§ **What you need to do**:
Can you write out, word for word, the part of the text below on Pakistan's 2024-25 federal budget from "The Federal Budget" to "class is screwed."?

§ **Document excerpt**:
□ □ □ □ □ □ □
Pakistan on Friday quickly passed the IMF-made Federal Budget 2024-25 with some 11th-hour tweaks that effectively doubled the tax rate on salaried class, made air travel at least 40 percent more expensive, increased petrol and diesel prices, and imposed a punitive 10 percent surcharge on high salaries. Many in Pakistan call this disastrous while the Washington-based lender still believes it isn’t enough.

We need to understand a few things here. While increasing taxes in the new budget might seem like a solution, it will backfire, as seen recently in Kenya. Spending cuts, too, have their limits given our overwhelming debt burden.

The Federal Budget 2024-25 offers absolutely no room for the government to even imagine such a scenario where it could successfully and peacefully reprofile its debt to ease the tax burden on those living paycheck to paycheck. The salaried class is screwed.
□ □ □ □ □ □ □
§ **Given data**:
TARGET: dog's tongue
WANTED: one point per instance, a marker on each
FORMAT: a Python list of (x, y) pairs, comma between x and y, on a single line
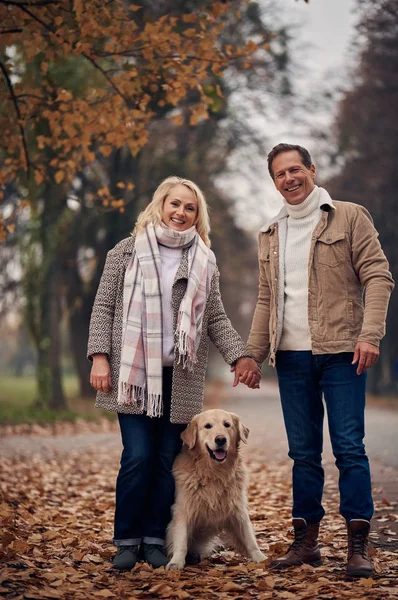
[(220, 454)]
□ □ □ □ □ □ □
§ **Output of the task**:
The Federal Budget 2024-25 offers absolutely no room for the government to even imagine such a scenario where it could successfully and peacefully reprofile its debt to ease the tax burden on those living paycheck to paycheck. The salaried class is screwed.